Start of Information given
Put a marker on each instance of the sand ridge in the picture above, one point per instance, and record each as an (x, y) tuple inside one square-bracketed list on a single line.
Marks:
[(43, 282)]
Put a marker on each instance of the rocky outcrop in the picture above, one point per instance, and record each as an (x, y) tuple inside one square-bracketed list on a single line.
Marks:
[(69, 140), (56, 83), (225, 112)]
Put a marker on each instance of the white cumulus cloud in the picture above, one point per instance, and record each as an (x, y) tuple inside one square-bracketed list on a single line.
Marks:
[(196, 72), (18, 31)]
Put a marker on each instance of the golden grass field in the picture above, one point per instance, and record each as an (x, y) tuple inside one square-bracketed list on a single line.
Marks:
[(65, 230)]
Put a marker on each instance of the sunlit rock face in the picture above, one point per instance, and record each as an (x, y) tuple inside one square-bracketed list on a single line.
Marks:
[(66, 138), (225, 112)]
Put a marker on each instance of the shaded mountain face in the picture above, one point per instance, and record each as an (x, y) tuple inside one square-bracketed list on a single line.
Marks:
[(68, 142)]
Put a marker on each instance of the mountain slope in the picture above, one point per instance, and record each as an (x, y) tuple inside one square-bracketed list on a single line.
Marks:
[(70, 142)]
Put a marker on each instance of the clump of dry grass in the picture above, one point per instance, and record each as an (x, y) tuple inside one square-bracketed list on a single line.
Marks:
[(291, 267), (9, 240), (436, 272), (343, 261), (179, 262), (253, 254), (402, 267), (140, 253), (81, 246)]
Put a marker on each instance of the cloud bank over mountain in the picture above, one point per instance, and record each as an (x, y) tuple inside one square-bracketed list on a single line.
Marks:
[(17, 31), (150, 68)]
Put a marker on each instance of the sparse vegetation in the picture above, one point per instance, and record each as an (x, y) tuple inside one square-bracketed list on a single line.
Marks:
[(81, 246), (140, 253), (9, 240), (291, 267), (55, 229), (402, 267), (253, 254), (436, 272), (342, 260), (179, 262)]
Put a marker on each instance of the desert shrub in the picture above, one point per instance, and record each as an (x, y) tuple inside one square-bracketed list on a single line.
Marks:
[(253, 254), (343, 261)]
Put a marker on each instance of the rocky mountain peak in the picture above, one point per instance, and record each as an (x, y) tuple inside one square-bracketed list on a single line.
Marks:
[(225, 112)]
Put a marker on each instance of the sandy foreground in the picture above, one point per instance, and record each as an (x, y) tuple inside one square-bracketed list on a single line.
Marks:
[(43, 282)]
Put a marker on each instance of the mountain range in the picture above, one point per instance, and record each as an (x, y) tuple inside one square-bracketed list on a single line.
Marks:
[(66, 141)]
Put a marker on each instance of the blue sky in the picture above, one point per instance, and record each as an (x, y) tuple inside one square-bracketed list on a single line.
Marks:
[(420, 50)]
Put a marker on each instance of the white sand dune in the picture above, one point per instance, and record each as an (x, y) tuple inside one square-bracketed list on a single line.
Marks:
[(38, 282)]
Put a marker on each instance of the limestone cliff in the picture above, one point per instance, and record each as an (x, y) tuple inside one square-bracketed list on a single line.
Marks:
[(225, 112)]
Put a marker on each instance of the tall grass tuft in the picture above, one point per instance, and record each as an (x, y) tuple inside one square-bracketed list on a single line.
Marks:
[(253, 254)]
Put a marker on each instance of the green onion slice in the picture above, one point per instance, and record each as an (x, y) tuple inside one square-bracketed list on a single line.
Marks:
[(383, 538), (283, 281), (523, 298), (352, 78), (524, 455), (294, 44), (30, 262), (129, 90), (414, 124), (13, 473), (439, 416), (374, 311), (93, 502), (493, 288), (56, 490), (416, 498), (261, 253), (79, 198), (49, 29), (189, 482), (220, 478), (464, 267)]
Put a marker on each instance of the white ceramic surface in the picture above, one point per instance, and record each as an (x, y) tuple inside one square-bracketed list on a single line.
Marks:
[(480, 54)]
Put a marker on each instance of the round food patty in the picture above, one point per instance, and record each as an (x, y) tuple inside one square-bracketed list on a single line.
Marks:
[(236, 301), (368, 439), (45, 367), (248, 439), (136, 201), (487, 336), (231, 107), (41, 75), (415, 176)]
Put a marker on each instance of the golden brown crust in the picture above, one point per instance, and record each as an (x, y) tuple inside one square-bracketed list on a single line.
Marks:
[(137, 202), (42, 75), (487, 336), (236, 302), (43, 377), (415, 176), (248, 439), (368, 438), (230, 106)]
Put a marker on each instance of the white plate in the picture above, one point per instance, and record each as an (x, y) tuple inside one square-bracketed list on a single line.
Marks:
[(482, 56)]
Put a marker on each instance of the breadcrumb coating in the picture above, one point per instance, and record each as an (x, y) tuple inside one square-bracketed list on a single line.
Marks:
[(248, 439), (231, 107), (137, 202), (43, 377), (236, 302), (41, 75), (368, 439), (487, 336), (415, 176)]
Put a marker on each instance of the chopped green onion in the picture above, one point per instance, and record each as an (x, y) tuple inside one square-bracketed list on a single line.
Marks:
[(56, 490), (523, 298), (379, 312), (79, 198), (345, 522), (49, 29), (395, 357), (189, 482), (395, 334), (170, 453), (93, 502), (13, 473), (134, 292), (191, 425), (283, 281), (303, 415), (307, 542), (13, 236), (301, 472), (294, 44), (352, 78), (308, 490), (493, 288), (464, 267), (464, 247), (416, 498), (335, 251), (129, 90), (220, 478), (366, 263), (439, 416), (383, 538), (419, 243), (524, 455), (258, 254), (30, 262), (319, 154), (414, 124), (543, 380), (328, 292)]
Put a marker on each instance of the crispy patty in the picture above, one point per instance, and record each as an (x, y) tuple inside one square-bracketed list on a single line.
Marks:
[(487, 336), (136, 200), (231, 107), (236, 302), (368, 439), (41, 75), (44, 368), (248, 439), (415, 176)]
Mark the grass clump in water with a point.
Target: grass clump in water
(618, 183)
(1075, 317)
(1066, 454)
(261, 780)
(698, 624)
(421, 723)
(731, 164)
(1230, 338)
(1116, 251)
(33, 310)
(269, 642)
End of Information given
Start of Information given
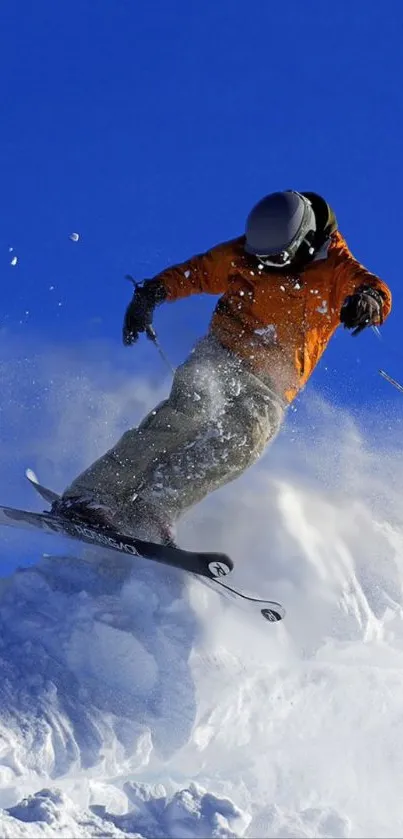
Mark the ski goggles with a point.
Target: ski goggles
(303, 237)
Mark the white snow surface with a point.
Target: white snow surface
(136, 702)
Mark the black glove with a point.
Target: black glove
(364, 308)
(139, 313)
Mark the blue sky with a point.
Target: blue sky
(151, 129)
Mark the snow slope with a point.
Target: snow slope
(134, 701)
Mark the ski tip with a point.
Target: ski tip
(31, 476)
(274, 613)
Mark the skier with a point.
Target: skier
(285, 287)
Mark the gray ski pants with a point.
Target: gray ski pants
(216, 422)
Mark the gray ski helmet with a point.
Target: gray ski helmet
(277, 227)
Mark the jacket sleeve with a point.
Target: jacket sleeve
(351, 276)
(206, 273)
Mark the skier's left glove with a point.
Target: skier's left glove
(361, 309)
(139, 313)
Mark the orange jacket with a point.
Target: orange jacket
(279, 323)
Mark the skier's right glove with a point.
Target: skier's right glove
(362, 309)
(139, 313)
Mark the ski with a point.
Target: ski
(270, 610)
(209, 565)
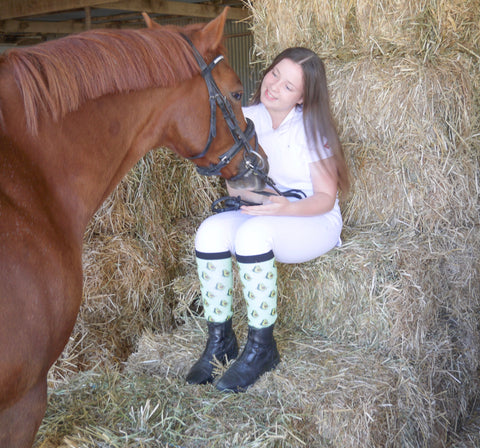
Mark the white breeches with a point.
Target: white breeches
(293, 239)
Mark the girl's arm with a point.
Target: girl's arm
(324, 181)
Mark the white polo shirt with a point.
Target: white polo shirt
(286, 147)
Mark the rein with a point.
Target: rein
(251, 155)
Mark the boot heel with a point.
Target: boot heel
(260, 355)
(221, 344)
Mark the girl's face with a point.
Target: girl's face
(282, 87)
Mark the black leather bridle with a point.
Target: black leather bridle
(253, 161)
End of Information given
Start of Information given
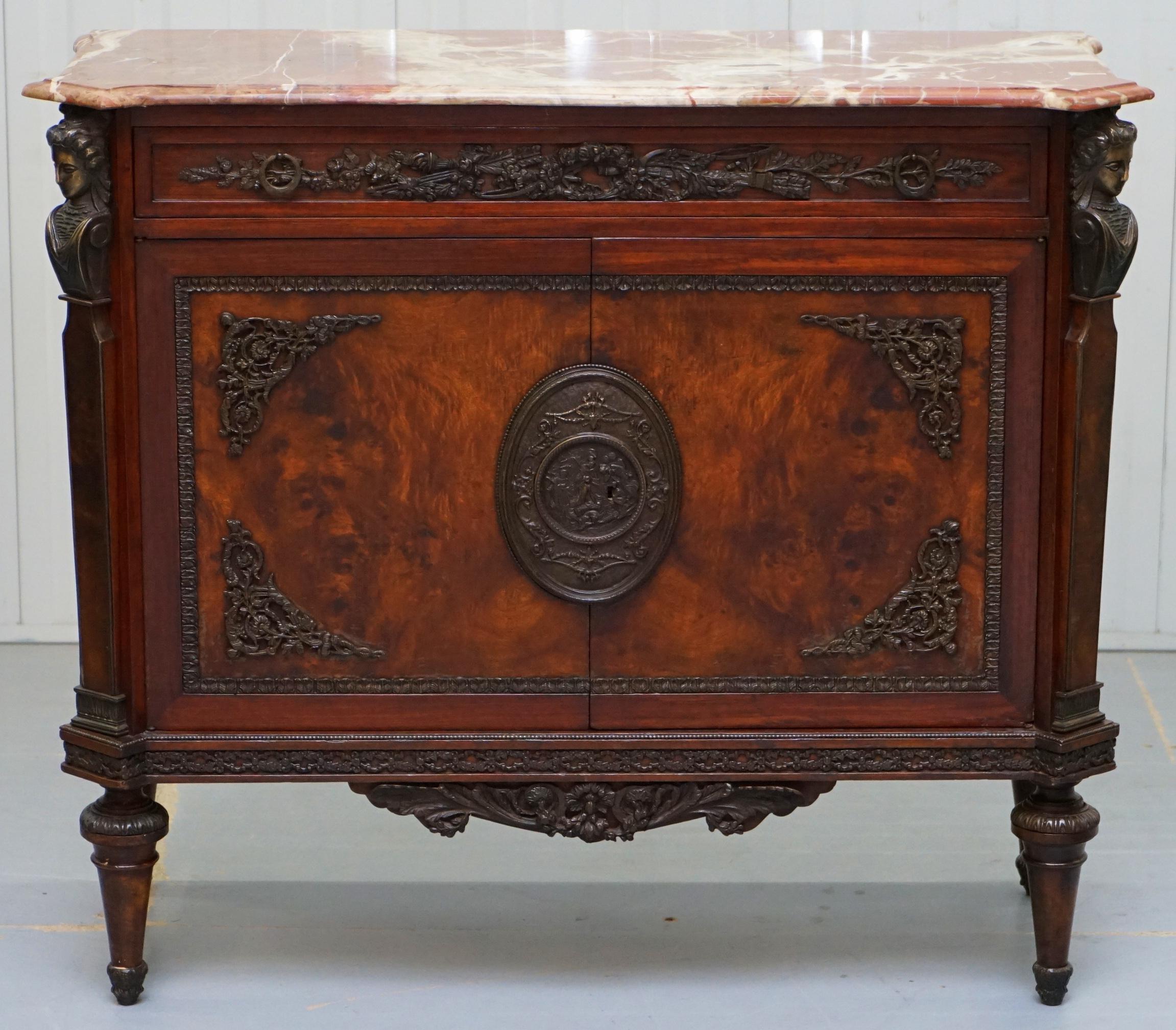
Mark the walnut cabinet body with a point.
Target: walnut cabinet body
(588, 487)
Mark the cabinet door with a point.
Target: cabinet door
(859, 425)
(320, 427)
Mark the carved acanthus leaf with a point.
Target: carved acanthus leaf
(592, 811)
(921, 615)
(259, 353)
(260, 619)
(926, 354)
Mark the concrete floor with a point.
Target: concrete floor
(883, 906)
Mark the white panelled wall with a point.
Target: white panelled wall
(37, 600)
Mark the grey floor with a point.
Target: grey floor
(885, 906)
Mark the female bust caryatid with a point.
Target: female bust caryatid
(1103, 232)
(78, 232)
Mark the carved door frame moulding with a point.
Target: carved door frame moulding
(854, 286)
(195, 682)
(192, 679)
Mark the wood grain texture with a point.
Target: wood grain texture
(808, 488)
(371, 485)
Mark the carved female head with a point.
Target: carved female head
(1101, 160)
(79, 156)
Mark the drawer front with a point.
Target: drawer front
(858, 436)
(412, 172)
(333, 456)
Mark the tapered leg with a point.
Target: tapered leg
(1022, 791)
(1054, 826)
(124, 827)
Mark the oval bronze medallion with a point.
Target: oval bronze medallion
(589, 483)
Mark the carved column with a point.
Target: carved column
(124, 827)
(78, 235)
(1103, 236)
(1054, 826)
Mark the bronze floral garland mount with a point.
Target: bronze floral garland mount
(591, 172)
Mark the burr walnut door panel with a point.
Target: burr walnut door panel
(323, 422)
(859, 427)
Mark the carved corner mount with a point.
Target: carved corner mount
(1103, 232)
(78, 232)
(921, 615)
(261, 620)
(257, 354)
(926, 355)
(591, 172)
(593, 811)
End of Information given
■ **To be done**: Display every line of the material above that contains the word "green", treating uppercase and lowercase as different.

■ **Task response**:
Put a marker on each instance of the green onion slice in the picture above, one point per instance, and record each as an (x, y) tuple inside one square-bracketed list on a single line.
Put a marker on each instance of the chopped green onion in the picture above, one point per instance, and record each as an (x, y) tuple inside one square-bracketed list on a single line.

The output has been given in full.